• SET OF TASKS:
A) Decide whether each statement below agrees with the Fool article, and answer yes or no with the words of the article that settle it, quoted exactly. (i) The Revelations newsletter ran in print from 1987 to 2006. (ii) In the English mumming tradition, the Doctor revives the slain hero. (iii) Harvey Cox is described as a Harvard theologian.
B) Carry on the Fool article from the point where it stops.

• EXERCISE PASSAGE:
————————

The Fool as Healer

Posted by Washington Revels
August 30, 2019

For September’s Directors’ Blog post, we thought we’d look back once more through our original Revelations newsletter, which ran in print from 1987-2006. We came across this timely article that was featured in the Fall 1992 installment — the first year that Washington Revels produced the “Celestial Fools” show you’ll see this December! Written by Elizabeth Lloyd (Lisby) Mayer of California Revels in 1991, it speaks to the role of the Fool in medieval society and the lessons that the Fool’s wisdom held for us in the twentieth  century— and still holds in the twenty-first. And while not every Christmas Revels show has featured a Fool in the year’s following Lisby’s article, we think the magic she describes will certainly be on display this year.


One of the great healing figures in every culture is the figure of the Fool. As shaman, jester, trickster, or clown, the Fool’s wisdom is to see beyond human limitations — limitations of the body as well as of the mind and spirit. The Fool defies convention and in that defiance lie both his medicine and his magic. The Fool re-defines what is possible.

In folk plays from all over the world, Fool characters have power over life and death; they bring healing when nothing else can. In the English mumming tradition, the Doctor, with all his science and all his study, never succeeds in reviving the slain hero. That is Fool’s work. While he makes the audience laugh, the Fool foretells the magic that his foolery brings:

St. George shall come and die by swords
Which circle round his neck;
As Winter dies, so shall he die,
And rise as Spring again!

In twentieth-century America, we lack a culture of the Fool. We work hard at everything and we take life seriously, whether it’s making money or leisure activity or keeping our bodies and souls in top condition. We have few rituals that remind us to laugh at ourselves and to recognize how little we know, how little we really are able to control.

Harvey Cox, the Harvard theologian, describes how, in medieval times, a festival known as the Feast of Fools flourished throughout Europe. The Feast of Fools served to remind people that laughter and nonsense mattered. Hilarity, irreverence, and audacity were the order of the day as choirboys turned in prelates, servants became lords, and fools reigned as kings. Cox mourns the passing of the Feast of Fools in Western culture. He sees a renewal of its spirit as the key to healing our alienation from ourselves and from each other.

————————

Source records

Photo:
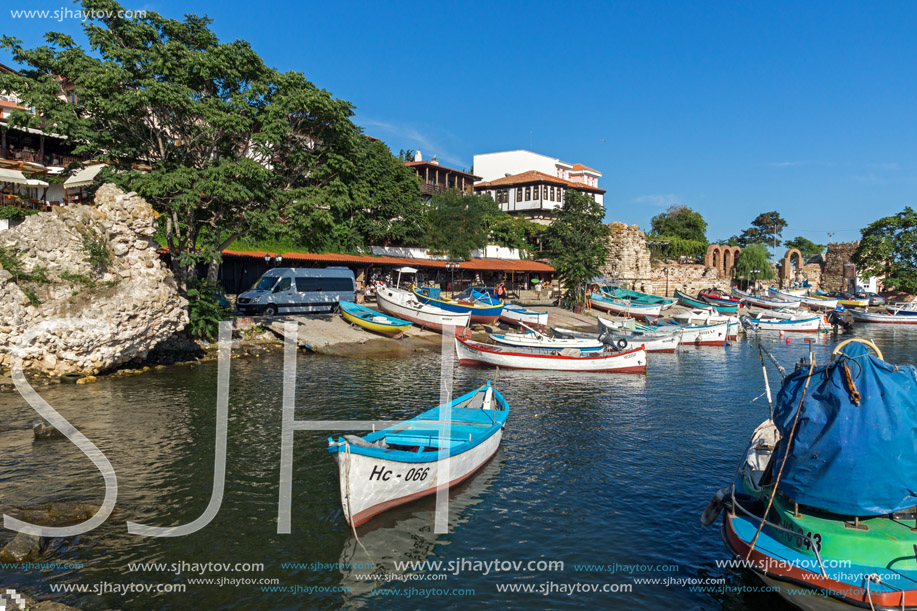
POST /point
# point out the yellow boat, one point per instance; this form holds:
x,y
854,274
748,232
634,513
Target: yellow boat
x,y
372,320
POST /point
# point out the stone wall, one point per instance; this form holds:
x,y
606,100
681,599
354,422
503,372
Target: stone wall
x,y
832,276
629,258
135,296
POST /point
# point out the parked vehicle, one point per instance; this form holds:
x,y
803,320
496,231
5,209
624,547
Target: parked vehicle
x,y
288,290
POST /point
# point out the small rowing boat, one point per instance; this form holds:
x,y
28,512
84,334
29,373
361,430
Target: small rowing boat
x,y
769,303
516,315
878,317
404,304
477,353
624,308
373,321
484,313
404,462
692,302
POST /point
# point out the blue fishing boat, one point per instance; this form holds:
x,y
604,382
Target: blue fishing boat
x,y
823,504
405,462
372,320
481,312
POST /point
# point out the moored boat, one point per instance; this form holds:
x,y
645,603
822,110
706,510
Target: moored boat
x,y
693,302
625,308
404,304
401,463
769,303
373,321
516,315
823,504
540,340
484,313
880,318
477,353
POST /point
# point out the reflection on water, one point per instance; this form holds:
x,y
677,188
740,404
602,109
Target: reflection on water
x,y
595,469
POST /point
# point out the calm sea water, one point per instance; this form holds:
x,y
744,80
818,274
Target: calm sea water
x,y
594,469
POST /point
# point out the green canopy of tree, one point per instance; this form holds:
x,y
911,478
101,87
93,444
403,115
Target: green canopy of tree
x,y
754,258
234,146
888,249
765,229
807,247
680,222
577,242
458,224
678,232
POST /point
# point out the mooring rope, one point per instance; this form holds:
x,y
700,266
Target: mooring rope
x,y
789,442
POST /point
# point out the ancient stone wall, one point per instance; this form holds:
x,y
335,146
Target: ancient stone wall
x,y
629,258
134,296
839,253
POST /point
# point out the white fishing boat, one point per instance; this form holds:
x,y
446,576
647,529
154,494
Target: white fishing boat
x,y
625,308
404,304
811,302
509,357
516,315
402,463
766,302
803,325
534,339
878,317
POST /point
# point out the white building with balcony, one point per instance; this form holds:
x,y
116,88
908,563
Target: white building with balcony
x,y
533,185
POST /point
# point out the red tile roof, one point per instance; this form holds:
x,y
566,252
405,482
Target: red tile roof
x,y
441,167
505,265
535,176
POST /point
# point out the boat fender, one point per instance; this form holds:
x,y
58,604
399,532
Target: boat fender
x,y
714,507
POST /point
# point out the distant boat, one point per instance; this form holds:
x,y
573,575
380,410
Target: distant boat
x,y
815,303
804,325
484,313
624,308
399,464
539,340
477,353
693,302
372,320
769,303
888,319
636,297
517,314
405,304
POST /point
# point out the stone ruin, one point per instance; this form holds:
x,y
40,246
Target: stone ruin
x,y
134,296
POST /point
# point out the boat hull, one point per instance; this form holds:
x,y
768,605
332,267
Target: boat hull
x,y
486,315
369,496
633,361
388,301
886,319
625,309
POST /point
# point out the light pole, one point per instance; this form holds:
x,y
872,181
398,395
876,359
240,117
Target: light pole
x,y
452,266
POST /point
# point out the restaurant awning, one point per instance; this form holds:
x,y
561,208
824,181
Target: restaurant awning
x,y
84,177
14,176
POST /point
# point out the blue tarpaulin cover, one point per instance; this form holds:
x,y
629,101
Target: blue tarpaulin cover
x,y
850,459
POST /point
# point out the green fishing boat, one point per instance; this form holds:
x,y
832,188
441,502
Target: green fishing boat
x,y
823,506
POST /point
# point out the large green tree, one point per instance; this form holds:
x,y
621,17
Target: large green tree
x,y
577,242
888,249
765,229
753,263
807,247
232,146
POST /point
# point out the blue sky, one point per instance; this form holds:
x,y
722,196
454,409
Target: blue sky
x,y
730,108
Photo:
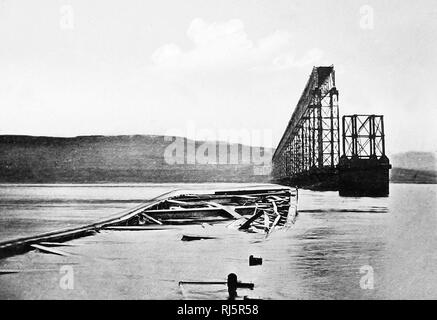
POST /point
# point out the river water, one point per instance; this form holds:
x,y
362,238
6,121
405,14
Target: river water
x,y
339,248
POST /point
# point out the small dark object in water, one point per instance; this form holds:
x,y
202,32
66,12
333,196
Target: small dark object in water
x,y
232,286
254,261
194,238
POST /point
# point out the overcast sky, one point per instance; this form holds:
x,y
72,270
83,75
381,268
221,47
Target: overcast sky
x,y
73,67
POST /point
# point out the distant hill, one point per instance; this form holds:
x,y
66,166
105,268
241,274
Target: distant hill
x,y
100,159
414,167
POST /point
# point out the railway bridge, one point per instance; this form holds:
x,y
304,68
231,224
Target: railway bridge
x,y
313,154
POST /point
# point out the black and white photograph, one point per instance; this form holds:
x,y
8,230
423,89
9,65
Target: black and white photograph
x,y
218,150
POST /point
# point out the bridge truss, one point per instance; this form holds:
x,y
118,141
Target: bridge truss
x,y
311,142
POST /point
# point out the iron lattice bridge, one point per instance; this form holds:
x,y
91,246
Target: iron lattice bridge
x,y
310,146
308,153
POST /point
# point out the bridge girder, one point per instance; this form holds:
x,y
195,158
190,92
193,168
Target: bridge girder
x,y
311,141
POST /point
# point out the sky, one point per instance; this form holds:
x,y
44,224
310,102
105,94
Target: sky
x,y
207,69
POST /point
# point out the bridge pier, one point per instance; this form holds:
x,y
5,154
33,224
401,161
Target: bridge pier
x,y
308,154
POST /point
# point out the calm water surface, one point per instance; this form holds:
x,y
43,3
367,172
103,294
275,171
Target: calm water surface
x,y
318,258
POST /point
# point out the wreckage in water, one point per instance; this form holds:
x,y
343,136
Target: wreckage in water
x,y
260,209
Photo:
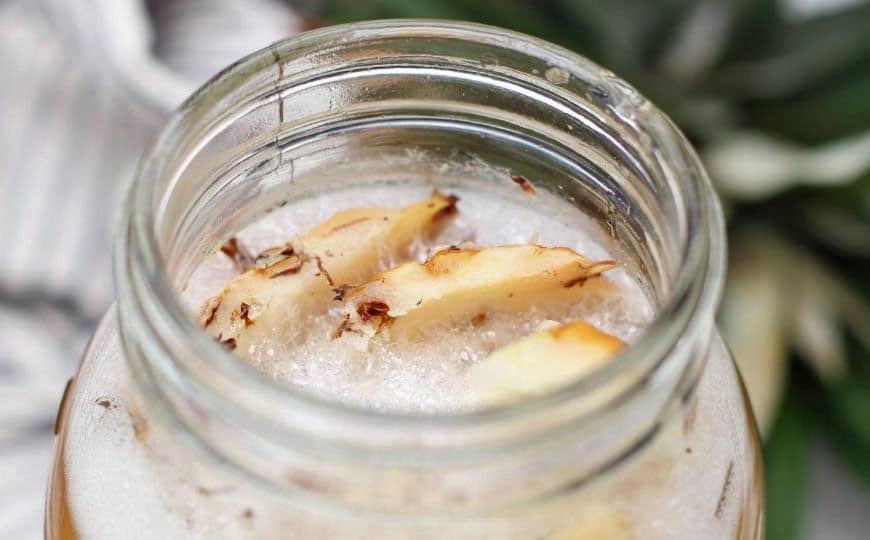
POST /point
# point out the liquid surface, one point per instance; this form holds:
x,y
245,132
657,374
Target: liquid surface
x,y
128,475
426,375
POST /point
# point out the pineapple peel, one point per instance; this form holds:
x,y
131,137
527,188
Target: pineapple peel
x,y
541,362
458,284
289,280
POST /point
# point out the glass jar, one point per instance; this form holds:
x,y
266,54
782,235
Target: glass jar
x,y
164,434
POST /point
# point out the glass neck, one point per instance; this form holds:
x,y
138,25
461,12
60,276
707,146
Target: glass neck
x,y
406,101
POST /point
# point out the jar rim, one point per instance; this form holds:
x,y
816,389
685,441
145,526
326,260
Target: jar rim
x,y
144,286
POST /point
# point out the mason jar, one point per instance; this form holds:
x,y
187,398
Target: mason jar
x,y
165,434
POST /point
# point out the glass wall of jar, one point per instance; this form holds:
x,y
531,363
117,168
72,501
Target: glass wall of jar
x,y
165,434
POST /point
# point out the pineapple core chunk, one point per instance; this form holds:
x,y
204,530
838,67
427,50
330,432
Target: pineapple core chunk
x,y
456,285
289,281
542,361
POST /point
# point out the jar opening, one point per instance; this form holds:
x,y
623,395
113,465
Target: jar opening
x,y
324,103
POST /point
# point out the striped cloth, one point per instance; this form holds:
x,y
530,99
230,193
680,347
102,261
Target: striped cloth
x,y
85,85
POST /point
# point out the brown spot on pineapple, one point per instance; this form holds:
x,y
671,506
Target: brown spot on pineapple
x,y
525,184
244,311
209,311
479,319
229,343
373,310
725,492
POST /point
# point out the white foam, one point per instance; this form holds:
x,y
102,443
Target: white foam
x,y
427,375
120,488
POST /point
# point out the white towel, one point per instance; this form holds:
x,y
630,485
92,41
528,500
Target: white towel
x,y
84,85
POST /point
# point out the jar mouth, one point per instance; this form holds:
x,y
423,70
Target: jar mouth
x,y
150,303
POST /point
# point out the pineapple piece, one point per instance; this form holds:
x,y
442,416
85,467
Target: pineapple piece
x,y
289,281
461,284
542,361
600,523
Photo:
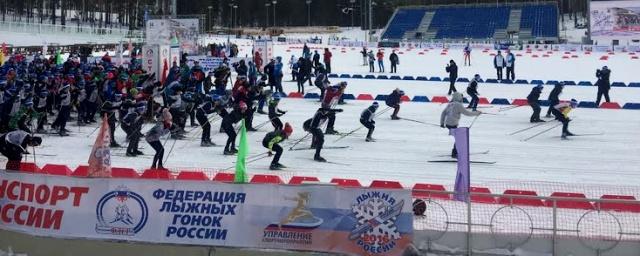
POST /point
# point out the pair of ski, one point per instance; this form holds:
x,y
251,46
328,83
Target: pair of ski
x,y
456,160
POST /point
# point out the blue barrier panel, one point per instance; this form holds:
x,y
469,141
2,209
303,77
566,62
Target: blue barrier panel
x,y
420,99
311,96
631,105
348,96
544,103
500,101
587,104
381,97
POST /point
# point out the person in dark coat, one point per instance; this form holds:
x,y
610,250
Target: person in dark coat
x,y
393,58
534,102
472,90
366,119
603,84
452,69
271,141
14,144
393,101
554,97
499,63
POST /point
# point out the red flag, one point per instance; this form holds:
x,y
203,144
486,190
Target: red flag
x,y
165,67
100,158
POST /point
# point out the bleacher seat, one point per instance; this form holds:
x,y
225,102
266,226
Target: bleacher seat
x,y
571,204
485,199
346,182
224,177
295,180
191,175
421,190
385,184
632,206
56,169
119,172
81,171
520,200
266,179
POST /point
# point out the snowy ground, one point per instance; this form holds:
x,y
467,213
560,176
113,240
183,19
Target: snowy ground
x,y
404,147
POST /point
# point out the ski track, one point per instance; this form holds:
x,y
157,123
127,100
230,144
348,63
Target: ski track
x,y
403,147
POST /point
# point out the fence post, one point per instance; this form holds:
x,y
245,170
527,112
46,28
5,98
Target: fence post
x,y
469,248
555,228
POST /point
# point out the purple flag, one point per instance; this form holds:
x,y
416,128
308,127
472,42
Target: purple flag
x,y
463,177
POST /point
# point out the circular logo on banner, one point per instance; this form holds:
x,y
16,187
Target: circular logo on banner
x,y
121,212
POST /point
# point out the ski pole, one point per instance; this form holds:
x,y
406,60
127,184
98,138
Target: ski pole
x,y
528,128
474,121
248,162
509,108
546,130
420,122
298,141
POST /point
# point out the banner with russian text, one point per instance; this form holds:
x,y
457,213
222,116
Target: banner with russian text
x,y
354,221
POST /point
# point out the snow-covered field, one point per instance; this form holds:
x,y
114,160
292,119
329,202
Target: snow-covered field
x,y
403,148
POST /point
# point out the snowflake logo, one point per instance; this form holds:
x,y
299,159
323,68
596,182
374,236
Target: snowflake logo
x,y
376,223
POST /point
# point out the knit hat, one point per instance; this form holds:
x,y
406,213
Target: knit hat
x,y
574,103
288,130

————————

• ANSWER SET:
A)
(i) Yes: "which ran in print from 1987-2006"
(ii) No: "the Doctor, with all his science and all his study, never succeeds in reviving the slain hero"
(iii) Yes: "Harvey Cox, the Harvard theologian"

B)
These days we also hear other voices like Norman Cousins, Bernie Siegal, Joan Borysenko, and those emerging from the new science of psycho-neuroimmunology. They remind us that laughter and lightness of spirit benefit our bodies. They tell us to defy prognoses, to challenge preconceptions, to be exceptions, to expect the extraordinary. Like Cox, they are prescribing the wisdom of the Fool.

Cox suggests that, little by little, the Fool may be finding his (or quite likely, her) way back into our culture. Perhaps the Revels are one place this is happening. Through every Revels production, the figure of the Fool runs like a thread. Every Christmas, Revels audiences watch that brief but extraordinary moment when the Fool turns nature back on itself, breathing life into the dead hero and turning Winter back to Spring.

This year, the figure of the Fool takes center stage, and we celebrate the Fool’s astonishing variety. Geoff Hoyle [veteran interpreter of the Fool, who played the Sun Fool in California Revels’ 1991 production of “Celestial Fools”] describes that all this variety has a simple purpose: “The Fool strips away our preconceptions so that we can see the world as it might be.”

Increasingly, twentieth-century medicine teaches us that this stripping away, this seeing ourselves as we might be, is the essence of healing. Perhaps, too, this process of seeing ourselves as we might be describes the essence of what Revels is all about.

—Elizabeth Lloyd (Lisby) Mayer

Lisby Mayer was associate clinical professor at the Medical School of the University of California, San Francisco, and in the Department of Psychology, U.C. Berkeley. She was also the Artistic Director of the San Francisco Bay Revels [now California Revels]. Her article was reprinted in Revelations from Revels Inc.’s 1992 program by popular request.